» SOURCE MATERIAL
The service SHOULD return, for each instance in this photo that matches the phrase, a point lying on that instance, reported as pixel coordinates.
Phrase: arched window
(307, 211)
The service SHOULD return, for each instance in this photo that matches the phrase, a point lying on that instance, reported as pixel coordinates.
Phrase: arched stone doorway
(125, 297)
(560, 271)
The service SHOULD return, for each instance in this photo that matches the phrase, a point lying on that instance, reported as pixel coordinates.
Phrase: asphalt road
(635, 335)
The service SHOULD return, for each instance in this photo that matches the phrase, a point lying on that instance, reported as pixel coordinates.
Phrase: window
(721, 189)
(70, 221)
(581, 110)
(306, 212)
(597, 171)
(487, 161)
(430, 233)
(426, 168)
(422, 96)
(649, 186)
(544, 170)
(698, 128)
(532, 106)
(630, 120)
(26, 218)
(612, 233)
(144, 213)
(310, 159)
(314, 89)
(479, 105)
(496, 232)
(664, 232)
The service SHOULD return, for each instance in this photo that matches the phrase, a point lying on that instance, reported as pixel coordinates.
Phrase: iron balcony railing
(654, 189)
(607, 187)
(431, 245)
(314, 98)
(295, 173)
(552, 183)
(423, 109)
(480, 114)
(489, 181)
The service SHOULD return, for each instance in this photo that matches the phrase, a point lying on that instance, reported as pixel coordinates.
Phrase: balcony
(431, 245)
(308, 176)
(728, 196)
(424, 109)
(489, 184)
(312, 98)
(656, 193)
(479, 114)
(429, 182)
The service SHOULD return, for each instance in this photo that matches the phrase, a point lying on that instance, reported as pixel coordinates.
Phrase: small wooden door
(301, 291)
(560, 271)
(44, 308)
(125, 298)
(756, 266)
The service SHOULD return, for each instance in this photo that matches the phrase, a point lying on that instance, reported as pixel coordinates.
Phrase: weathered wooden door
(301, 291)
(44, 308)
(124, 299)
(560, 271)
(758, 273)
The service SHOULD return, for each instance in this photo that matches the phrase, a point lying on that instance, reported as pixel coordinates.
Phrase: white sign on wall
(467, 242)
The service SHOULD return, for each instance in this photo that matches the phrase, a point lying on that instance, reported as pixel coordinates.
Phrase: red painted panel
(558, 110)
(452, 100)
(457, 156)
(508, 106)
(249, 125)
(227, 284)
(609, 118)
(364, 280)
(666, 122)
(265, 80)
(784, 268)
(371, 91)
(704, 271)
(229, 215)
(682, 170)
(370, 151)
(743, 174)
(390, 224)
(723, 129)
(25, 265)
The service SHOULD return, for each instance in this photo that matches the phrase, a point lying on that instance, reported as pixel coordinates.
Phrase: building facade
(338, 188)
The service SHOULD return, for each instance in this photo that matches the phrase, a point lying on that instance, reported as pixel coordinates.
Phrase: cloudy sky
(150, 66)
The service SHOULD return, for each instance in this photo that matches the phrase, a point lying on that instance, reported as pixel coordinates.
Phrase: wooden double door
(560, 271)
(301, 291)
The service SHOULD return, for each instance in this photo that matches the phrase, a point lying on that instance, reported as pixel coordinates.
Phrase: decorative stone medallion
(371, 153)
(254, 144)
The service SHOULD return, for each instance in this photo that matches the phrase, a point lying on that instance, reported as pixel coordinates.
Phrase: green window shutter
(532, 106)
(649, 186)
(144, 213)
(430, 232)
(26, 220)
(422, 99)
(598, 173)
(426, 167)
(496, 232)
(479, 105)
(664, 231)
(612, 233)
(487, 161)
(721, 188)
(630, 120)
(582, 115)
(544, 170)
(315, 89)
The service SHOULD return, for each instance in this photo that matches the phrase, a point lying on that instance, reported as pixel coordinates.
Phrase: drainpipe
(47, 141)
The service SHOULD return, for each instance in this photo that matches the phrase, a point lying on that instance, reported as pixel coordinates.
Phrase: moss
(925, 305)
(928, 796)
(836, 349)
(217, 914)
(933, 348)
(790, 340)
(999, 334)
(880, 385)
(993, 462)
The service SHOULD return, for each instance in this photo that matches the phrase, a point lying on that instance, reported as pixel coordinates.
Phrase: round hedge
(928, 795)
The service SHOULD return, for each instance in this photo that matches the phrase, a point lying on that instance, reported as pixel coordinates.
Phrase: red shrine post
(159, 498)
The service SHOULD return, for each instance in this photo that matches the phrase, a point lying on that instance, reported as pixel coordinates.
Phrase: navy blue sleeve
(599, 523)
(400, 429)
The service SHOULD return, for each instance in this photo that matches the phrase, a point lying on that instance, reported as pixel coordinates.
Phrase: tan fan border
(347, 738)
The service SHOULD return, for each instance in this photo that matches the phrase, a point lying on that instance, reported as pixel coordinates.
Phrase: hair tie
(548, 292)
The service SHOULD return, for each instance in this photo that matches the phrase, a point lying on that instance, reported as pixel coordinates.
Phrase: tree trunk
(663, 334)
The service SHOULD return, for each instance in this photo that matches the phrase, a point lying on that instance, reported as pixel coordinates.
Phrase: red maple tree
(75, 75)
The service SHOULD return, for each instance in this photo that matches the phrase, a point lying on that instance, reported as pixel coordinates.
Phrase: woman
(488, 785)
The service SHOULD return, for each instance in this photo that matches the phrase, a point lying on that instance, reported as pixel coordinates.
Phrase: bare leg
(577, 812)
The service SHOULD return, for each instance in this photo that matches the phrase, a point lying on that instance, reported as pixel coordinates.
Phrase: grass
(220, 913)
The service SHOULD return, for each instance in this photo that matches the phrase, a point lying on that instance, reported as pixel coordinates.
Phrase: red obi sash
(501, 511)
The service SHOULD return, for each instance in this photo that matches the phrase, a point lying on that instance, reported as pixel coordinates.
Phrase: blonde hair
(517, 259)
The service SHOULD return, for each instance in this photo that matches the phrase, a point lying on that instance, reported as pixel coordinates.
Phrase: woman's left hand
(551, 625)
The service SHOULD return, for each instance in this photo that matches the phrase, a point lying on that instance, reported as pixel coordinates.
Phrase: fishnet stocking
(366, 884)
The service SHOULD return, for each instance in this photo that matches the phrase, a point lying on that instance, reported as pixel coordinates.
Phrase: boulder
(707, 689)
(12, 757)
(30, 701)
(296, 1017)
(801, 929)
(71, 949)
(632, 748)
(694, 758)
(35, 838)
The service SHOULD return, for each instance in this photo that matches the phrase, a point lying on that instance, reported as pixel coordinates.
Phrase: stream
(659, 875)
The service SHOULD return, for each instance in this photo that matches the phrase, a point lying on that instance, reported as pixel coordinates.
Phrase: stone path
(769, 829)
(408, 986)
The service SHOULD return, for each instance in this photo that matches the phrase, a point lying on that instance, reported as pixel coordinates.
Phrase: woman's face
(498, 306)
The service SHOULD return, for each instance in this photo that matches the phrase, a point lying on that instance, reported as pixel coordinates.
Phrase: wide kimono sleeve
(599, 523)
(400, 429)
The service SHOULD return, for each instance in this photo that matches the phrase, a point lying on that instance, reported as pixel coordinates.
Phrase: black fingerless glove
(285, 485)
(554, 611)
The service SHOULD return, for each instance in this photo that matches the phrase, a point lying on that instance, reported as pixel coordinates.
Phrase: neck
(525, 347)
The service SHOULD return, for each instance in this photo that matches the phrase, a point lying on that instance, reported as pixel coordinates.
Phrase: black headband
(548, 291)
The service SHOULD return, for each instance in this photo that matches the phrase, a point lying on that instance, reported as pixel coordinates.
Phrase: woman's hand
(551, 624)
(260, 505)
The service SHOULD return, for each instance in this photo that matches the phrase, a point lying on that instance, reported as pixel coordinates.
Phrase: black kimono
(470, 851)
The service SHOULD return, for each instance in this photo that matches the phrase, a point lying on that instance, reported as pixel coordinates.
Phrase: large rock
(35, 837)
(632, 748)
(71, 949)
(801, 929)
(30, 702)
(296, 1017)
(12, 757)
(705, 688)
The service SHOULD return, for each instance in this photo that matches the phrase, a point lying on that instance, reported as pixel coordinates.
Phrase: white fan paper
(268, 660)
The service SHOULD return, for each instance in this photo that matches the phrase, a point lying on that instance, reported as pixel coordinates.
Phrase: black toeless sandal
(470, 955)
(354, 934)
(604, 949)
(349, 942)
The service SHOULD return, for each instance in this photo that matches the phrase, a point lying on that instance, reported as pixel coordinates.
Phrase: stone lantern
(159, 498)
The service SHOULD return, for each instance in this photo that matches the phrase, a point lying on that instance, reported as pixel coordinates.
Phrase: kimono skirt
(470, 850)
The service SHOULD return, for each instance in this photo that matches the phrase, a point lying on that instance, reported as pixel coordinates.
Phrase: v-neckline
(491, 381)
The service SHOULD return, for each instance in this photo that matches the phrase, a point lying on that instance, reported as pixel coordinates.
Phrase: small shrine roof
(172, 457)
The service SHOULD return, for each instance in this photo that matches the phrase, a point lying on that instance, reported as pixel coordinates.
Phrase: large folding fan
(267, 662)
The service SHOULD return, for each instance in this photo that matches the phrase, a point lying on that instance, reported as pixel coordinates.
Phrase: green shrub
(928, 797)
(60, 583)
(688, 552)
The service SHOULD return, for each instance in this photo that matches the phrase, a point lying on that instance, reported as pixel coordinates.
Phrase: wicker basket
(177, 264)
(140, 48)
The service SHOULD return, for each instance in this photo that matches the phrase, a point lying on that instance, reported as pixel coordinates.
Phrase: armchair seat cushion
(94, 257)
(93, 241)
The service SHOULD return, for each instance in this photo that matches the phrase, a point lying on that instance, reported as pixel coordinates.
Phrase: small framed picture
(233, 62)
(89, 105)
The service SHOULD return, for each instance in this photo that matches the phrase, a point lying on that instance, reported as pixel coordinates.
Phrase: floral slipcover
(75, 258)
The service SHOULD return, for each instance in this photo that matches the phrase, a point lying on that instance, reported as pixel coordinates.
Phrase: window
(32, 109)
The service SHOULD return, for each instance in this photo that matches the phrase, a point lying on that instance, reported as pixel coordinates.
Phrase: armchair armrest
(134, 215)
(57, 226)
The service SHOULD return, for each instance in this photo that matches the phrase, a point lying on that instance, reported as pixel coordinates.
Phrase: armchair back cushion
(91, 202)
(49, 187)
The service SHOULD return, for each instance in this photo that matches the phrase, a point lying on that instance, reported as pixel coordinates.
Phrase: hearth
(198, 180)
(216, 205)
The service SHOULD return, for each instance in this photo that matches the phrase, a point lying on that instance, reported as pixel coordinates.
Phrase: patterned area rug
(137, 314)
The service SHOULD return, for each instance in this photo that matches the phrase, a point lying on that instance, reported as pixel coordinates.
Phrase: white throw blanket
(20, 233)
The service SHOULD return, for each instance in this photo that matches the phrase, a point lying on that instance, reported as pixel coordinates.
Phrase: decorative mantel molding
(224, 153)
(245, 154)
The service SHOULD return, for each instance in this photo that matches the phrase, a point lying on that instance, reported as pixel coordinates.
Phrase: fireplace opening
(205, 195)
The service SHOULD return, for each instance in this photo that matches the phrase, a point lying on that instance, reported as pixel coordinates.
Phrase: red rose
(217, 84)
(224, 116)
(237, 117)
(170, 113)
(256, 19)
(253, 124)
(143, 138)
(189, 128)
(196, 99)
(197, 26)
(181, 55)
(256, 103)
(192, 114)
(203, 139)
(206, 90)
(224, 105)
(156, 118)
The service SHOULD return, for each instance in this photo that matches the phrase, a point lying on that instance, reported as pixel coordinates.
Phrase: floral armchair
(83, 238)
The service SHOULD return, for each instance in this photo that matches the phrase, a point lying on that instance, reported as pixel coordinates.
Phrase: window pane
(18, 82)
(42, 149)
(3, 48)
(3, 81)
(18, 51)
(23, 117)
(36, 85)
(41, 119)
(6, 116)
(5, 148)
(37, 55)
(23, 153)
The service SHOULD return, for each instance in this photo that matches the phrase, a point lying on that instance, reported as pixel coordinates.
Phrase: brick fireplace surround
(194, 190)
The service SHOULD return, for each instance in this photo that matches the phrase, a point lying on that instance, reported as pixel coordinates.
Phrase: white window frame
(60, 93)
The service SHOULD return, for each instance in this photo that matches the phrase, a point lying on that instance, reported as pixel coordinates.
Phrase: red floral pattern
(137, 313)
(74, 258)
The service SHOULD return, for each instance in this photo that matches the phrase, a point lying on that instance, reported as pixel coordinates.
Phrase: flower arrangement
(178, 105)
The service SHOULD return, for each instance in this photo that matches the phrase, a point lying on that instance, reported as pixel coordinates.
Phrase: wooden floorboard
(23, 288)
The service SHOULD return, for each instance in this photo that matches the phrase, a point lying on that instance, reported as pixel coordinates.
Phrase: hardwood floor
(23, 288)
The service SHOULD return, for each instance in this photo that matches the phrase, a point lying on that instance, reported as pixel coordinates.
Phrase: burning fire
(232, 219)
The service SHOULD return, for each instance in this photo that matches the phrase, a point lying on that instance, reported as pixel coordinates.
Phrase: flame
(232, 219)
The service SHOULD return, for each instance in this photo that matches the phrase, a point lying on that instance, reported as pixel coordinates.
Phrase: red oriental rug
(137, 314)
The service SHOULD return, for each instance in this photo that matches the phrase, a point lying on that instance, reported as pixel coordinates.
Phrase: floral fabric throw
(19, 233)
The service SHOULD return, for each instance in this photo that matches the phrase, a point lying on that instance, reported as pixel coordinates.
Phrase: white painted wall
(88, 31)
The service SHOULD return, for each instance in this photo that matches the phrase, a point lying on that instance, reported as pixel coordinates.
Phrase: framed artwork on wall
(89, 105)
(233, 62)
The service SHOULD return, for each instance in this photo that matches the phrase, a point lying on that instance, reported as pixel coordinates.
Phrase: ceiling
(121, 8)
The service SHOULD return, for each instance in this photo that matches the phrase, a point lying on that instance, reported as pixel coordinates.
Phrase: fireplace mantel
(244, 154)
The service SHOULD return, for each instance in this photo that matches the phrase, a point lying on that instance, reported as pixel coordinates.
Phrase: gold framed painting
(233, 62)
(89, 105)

» EXERCISE AIM
Give an exact reproduction of the lines from the one with "Phrase: ceiling" to the final line of the entries, including both.

» OUTPUT OF THE TASK
Phrase: ceiling
(121, 8)
The service SHOULD return, for each instance in this photo that matches the phrase, a point lying on that instance, reported as pixel coordinates.
Phrase: fireplace mantel
(244, 154)
The service SHOULD return, for each instance in this photo that matches the phrase, a point lying on that instance, reported as pixel coordinates.
Phrase: gold framed painting
(233, 62)
(89, 105)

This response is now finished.